▶ **Work order**:
For the records below, give the number of lines containing the word "console" and no other text.

▶ **Dataset entries**:

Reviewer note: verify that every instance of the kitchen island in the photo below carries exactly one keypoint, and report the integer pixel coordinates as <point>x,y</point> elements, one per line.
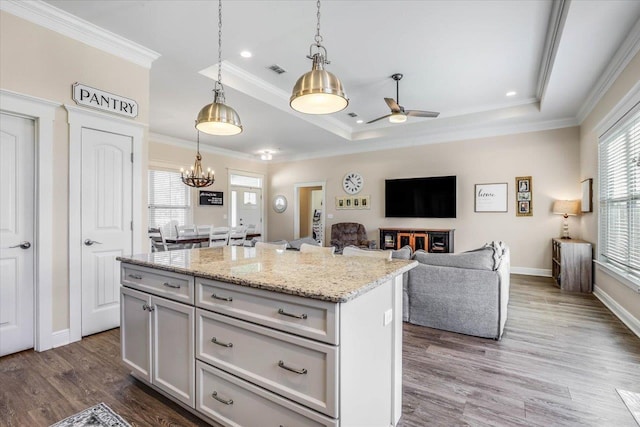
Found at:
<point>251,337</point>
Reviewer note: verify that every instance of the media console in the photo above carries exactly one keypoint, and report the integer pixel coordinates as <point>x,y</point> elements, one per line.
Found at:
<point>418,238</point>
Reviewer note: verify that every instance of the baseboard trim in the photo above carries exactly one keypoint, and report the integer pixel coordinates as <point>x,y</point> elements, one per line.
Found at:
<point>618,311</point>
<point>60,338</point>
<point>544,272</point>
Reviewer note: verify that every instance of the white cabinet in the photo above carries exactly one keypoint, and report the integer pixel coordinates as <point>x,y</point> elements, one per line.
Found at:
<point>157,342</point>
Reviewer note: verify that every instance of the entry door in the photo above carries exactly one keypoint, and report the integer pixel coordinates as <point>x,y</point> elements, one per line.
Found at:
<point>17,163</point>
<point>106,225</point>
<point>248,206</point>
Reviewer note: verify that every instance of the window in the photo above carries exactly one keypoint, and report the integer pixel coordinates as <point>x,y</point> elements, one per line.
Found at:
<point>169,201</point>
<point>619,227</point>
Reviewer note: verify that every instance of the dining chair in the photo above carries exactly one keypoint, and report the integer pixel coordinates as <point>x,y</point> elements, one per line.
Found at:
<point>308,248</point>
<point>371,253</point>
<point>204,230</point>
<point>185,230</point>
<point>237,236</point>
<point>156,238</point>
<point>276,246</point>
<point>219,236</point>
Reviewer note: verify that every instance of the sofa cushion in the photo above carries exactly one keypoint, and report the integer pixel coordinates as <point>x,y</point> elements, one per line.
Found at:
<point>478,259</point>
<point>402,253</point>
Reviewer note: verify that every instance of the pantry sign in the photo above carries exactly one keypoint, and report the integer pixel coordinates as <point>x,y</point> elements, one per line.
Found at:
<point>105,101</point>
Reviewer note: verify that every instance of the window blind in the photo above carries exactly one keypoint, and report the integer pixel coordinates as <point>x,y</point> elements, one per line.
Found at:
<point>169,201</point>
<point>619,182</point>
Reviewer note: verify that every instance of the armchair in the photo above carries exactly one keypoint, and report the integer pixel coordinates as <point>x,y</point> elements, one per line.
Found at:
<point>349,234</point>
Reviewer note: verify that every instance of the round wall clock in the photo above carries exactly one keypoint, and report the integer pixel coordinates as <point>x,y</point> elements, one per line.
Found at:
<point>280,203</point>
<point>352,183</point>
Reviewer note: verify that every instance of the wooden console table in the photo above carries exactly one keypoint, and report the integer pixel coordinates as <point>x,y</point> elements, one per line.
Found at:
<point>417,238</point>
<point>571,264</point>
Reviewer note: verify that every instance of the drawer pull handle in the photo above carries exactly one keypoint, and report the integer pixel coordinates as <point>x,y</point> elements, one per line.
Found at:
<point>297,316</point>
<point>219,399</point>
<point>297,371</point>
<point>169,285</point>
<point>223,344</point>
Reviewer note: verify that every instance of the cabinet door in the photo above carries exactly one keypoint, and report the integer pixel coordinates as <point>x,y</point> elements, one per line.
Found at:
<point>135,331</point>
<point>173,349</point>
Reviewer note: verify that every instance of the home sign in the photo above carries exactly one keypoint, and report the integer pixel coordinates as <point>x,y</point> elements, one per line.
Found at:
<point>105,101</point>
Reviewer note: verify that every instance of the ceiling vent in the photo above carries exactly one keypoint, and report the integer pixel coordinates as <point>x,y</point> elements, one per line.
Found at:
<point>276,69</point>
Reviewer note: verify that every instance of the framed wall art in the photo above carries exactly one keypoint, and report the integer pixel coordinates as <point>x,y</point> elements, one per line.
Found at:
<point>524,196</point>
<point>490,197</point>
<point>586,204</point>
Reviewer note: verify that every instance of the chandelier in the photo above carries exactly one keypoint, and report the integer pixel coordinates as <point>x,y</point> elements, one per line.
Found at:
<point>195,177</point>
<point>318,91</point>
<point>217,118</point>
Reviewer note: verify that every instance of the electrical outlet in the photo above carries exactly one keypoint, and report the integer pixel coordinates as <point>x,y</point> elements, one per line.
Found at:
<point>388,317</point>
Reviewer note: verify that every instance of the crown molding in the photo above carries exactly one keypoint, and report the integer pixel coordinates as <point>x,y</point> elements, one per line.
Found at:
<point>557,19</point>
<point>52,18</point>
<point>450,134</point>
<point>625,53</point>
<point>204,147</point>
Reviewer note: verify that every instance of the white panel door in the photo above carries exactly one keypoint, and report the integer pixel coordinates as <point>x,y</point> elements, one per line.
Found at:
<point>106,225</point>
<point>17,163</point>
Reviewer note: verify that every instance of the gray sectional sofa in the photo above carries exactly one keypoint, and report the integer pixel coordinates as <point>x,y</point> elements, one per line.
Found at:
<point>466,292</point>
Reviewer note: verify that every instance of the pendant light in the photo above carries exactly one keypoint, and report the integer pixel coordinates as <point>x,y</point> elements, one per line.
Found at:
<point>195,177</point>
<point>318,91</point>
<point>217,118</point>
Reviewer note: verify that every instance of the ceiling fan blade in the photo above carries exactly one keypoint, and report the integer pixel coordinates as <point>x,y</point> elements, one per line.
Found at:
<point>379,118</point>
<point>418,113</point>
<point>392,104</point>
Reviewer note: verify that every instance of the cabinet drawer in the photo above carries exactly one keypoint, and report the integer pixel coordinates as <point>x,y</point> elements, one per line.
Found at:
<point>313,319</point>
<point>297,368</point>
<point>175,286</point>
<point>243,404</point>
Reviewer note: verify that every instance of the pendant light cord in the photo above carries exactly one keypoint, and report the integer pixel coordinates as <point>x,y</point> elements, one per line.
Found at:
<point>220,42</point>
<point>318,37</point>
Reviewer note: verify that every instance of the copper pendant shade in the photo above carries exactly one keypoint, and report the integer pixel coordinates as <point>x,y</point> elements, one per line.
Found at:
<point>318,91</point>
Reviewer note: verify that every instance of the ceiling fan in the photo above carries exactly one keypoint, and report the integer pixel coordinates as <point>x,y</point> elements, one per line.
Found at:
<point>398,113</point>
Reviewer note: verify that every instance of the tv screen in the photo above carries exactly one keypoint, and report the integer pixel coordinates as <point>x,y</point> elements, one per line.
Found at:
<point>432,197</point>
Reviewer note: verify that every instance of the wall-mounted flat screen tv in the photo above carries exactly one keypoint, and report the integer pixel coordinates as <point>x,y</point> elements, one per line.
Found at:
<point>429,197</point>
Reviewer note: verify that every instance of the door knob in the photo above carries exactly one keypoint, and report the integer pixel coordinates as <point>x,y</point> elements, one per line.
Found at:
<point>22,245</point>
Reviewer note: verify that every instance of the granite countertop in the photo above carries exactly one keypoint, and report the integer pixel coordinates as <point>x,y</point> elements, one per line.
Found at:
<point>334,278</point>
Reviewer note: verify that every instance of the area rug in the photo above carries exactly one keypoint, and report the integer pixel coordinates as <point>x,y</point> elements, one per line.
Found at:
<point>632,400</point>
<point>96,416</point>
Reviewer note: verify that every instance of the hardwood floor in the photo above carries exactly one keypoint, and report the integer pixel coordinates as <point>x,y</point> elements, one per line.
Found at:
<point>559,363</point>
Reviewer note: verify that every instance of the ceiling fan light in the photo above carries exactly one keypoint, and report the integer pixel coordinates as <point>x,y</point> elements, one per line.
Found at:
<point>318,92</point>
<point>397,118</point>
<point>218,119</point>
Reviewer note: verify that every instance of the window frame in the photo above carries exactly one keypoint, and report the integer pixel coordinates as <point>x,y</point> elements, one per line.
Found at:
<point>188,207</point>
<point>627,111</point>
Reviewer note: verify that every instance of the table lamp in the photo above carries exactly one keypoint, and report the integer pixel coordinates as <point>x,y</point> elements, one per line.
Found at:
<point>566,208</point>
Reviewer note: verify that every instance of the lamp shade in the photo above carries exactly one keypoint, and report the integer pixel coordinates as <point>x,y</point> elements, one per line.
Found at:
<point>566,207</point>
<point>218,119</point>
<point>318,92</point>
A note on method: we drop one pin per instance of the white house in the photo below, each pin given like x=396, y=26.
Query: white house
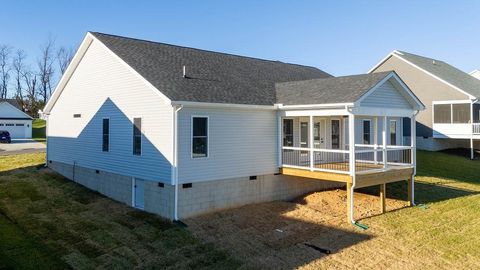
x=180, y=131
x=451, y=96
x=14, y=120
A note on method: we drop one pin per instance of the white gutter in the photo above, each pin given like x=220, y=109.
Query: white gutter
x=330, y=105
x=175, y=158
x=222, y=105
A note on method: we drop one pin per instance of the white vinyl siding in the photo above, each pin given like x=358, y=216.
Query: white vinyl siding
x=386, y=96
x=102, y=86
x=241, y=143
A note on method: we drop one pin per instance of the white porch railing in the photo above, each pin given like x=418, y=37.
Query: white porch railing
x=328, y=160
x=367, y=158
x=476, y=128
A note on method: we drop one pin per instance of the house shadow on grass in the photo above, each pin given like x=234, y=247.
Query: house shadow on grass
x=424, y=192
x=276, y=235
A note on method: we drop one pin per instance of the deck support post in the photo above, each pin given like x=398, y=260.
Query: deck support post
x=384, y=142
x=411, y=199
x=349, y=202
x=413, y=143
x=351, y=185
x=472, y=154
x=383, y=194
x=375, y=140
x=310, y=142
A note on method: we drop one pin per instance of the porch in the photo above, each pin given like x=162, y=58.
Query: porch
x=316, y=145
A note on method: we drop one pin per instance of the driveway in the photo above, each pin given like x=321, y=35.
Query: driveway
x=21, y=146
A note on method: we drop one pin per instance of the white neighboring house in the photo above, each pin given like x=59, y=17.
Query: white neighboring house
x=14, y=120
x=451, y=96
x=475, y=73
x=180, y=131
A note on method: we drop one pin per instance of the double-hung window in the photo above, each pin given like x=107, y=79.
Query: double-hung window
x=288, y=132
x=393, y=132
x=137, y=136
x=366, y=132
x=199, y=137
x=106, y=135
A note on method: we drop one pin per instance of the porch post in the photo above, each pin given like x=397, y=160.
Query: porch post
x=413, y=144
x=310, y=142
x=351, y=142
x=384, y=142
x=351, y=186
x=375, y=139
x=279, y=140
x=472, y=154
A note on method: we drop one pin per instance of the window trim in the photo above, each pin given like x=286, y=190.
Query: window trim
x=340, y=135
x=191, y=136
x=141, y=133
x=390, y=131
x=293, y=131
x=103, y=134
x=300, y=133
x=369, y=131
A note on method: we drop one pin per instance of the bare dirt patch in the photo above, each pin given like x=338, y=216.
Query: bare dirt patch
x=283, y=235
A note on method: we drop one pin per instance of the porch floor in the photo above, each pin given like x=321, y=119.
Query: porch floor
x=364, y=177
x=359, y=166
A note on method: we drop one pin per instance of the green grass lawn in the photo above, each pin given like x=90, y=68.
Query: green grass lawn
x=445, y=232
x=38, y=130
x=49, y=222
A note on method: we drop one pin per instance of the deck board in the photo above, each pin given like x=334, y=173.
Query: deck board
x=364, y=177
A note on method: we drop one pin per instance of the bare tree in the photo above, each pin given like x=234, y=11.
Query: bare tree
x=46, y=70
x=19, y=69
x=4, y=70
x=64, y=56
x=31, y=86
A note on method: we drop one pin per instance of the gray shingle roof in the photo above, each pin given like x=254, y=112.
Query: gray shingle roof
x=213, y=77
x=347, y=89
x=445, y=71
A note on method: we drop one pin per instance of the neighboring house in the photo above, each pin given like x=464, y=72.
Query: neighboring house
x=14, y=120
x=475, y=73
x=180, y=131
x=451, y=119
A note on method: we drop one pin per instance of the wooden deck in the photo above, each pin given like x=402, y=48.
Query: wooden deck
x=371, y=175
x=368, y=174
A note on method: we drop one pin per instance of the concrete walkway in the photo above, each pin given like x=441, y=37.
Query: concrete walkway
x=21, y=146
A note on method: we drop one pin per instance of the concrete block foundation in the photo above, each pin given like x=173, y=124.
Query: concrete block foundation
x=200, y=198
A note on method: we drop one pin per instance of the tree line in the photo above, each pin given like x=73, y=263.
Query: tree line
x=32, y=84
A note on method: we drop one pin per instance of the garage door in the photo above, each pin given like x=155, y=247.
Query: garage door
x=16, y=130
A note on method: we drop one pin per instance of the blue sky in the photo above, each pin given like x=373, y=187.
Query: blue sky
x=339, y=37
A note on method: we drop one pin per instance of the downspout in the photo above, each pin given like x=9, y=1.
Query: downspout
x=175, y=159
x=46, y=116
x=472, y=154
x=413, y=138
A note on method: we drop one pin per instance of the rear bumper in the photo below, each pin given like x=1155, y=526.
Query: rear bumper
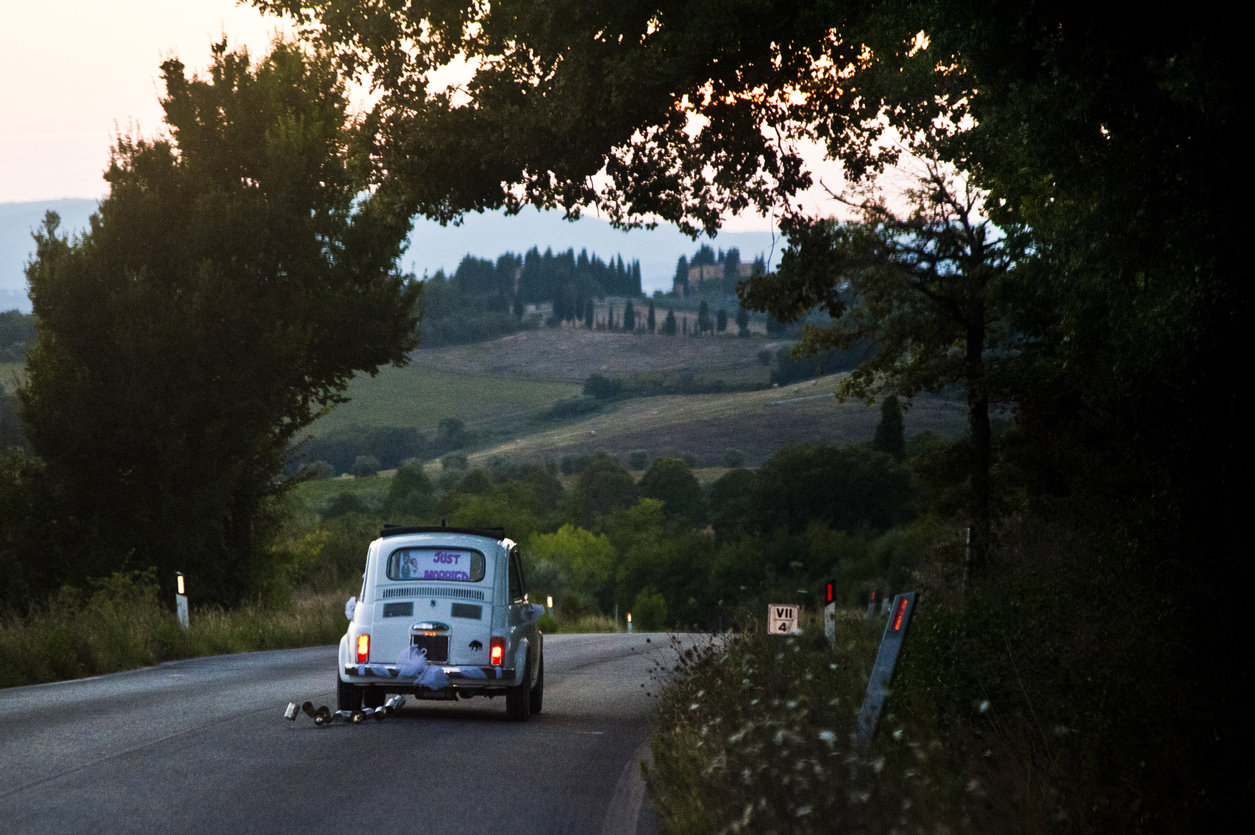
x=457, y=676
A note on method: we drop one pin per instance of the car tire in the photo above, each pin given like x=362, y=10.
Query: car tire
x=537, y=700
x=518, y=698
x=348, y=697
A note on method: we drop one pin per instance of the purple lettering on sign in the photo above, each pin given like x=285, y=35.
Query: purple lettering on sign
x=444, y=575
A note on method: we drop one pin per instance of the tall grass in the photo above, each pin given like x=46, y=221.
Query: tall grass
x=121, y=624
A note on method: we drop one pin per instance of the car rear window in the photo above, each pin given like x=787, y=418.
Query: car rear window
x=457, y=564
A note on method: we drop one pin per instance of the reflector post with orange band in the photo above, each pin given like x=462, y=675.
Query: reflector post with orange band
x=886, y=661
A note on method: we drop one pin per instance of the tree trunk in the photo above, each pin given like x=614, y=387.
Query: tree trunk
x=978, y=423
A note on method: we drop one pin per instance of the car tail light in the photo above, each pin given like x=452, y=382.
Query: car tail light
x=899, y=613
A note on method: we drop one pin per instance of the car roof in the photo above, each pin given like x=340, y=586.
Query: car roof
x=487, y=533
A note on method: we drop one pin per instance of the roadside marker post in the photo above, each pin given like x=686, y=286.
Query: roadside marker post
x=830, y=613
x=181, y=599
x=886, y=661
x=782, y=618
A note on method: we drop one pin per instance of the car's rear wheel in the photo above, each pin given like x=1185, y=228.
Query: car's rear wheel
x=539, y=688
x=518, y=700
x=348, y=697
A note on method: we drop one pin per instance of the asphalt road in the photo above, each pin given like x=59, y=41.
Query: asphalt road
x=201, y=746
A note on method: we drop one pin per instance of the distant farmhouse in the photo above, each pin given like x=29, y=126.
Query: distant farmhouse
x=709, y=271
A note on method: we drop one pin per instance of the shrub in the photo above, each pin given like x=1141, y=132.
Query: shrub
x=572, y=463
x=649, y=610
x=603, y=388
x=320, y=471
x=572, y=407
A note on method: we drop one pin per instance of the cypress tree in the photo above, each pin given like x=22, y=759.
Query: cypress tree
x=890, y=436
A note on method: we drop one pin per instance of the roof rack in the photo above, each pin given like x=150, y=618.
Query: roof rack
x=398, y=530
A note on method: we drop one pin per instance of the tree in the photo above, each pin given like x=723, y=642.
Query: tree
x=847, y=487
x=890, y=436
x=672, y=482
x=669, y=324
x=682, y=276
x=929, y=290
x=230, y=285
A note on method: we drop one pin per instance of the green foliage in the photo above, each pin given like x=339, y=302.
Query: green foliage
x=849, y=487
x=603, y=487
x=604, y=388
x=731, y=502
x=673, y=482
x=453, y=462
x=10, y=426
x=572, y=407
x=411, y=496
x=649, y=610
x=669, y=324
x=890, y=435
x=16, y=329
x=230, y=285
x=343, y=505
x=585, y=561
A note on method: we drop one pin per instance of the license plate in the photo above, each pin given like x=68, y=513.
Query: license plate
x=437, y=648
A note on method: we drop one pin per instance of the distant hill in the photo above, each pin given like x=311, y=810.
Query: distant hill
x=432, y=246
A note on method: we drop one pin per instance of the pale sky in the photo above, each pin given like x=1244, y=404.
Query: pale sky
x=74, y=72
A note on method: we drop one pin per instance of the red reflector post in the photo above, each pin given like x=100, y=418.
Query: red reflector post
x=897, y=614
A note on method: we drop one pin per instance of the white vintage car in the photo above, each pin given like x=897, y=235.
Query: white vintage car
x=443, y=614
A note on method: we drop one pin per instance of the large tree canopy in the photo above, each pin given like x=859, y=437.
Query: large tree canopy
x=1107, y=136
x=230, y=286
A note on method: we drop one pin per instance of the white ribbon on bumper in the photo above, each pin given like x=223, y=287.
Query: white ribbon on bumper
x=413, y=664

▶ **Answer space**:
2